_Exercise_
Could the records below please be retyped exactly, with their pictures left out?

Start of Input material

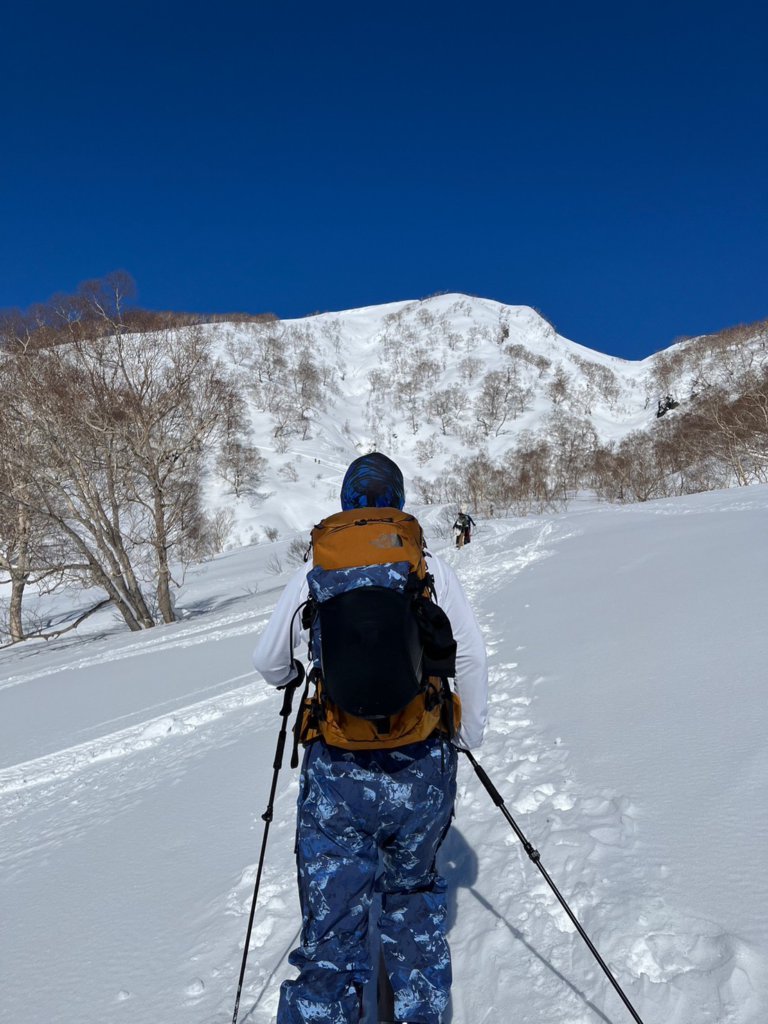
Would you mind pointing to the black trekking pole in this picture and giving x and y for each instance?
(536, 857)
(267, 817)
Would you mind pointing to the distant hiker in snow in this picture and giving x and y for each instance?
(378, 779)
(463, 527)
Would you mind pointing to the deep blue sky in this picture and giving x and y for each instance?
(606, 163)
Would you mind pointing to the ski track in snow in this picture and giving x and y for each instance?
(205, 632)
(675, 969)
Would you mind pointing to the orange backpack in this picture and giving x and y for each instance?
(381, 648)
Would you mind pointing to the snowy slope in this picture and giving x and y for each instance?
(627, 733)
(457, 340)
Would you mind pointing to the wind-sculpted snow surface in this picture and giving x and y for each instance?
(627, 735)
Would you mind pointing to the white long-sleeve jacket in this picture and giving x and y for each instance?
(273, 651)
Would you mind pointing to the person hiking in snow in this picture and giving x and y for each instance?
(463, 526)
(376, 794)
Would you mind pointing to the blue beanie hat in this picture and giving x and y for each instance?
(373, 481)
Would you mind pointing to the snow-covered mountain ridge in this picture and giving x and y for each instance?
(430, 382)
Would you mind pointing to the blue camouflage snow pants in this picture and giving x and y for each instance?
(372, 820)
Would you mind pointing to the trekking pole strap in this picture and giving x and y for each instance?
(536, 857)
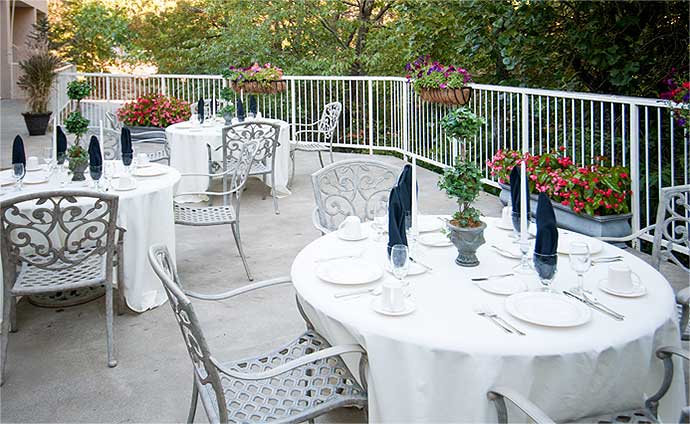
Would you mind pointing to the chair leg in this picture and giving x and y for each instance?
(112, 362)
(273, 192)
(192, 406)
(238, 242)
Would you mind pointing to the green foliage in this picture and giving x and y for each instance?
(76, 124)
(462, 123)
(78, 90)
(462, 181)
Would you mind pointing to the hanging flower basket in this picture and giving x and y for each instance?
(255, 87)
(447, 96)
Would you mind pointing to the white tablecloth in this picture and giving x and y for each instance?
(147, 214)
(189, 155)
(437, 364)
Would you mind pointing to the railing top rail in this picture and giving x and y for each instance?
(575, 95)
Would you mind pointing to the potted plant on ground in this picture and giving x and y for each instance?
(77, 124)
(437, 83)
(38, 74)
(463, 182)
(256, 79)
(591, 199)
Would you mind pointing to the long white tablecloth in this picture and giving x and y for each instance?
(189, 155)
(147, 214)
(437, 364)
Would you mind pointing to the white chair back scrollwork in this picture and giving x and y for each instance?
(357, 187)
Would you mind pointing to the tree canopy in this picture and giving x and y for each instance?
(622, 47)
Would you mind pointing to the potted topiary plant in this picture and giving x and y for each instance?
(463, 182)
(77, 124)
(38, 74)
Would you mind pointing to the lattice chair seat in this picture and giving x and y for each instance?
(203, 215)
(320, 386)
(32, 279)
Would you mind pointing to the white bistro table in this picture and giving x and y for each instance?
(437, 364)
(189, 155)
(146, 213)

End of Input material

_Finished exercise_
Would you mind pointing to the black trekking pole in this picture and giving x and y for each instance?
(536, 857)
(267, 817)
Would you mind pointing to the distant hiker in snow in this picture and giving x and y for each instance?
(378, 779)
(463, 527)
Would you mind pointing to the deep blue sky in this picture and giving x and y for each instance?
(606, 163)
Would you mind pointing to the ski track in snow in this picture and giving x and y for each instance?
(205, 632)
(675, 969)
Would you mind pointing to the orange backpack in this picture and giving x and y for each instance?
(381, 648)
Would you mind pointing to the snowy slope in this picture and giving x and y for each instance?
(627, 733)
(457, 340)
Would you mind pointing to the wind-sculpted snow surface in this picture and giving x and y for each instance?
(627, 735)
Would you mind pointing to the white long-sleeve jacket in this picture and giving x and y for each instance?
(273, 651)
Would you mind pointing to the person hiking in snow in this picture and giving x and y for each instance?
(463, 526)
(376, 794)
Would you mind pointing to the blue beanie hat in this picture and giving x and y for each instance?
(373, 481)
Would you mind pointing to the snow-covered mountain ridge in this picture and giving x and y for each instance?
(430, 382)
Would you mind pointing to the blue camouflage snow pants in this picture and giving x and y for each instance?
(372, 820)
Would you mind pointing to the trekking pole strap in this picture and giving x and y for each instance?
(536, 857)
Would you mind pointing to the chair leg in this picture and giving x and y for each instance?
(112, 362)
(273, 192)
(192, 406)
(238, 242)
Would you mind pointing to the green foliage in this picture and giving x and y for each instance?
(76, 124)
(462, 123)
(78, 90)
(462, 181)
Would you mind pointing to the hanging flower basket in this picture and giving x and y for each instance?
(255, 87)
(447, 96)
Would you mind pointing to the white tablecloth in this picture and giving x and y for each instance?
(147, 214)
(189, 155)
(437, 364)
Would you mind pointing to the railing top rail in this picture and giving x and y for each instance?
(575, 95)
Would you mind pointing to the potted plant on ground in this picture and giving x and y for each instance?
(77, 124)
(437, 83)
(38, 74)
(463, 182)
(256, 79)
(591, 199)
Would you mind pointing to the long white tablecloth in this picture and giving x and y for each instance?
(189, 155)
(147, 214)
(437, 364)
Would you mind pointing to the white chair back scrollwork in this picture and giving x and y for each instance?
(357, 187)
Would you mind pointing to the tree canopy in this picture and giving x and y for each instance?
(622, 47)
Would you mind pointing to the potted topiary plant in this picture and giving x and y for each instance?
(463, 182)
(77, 124)
(38, 74)
Would you mind pointing to the lattice chair seat in this picture and giving x and y for each instance?
(203, 215)
(320, 386)
(32, 279)
Would you mind pointing to the white bistro table in this picture and giving x and y for each instance?
(437, 364)
(189, 155)
(146, 213)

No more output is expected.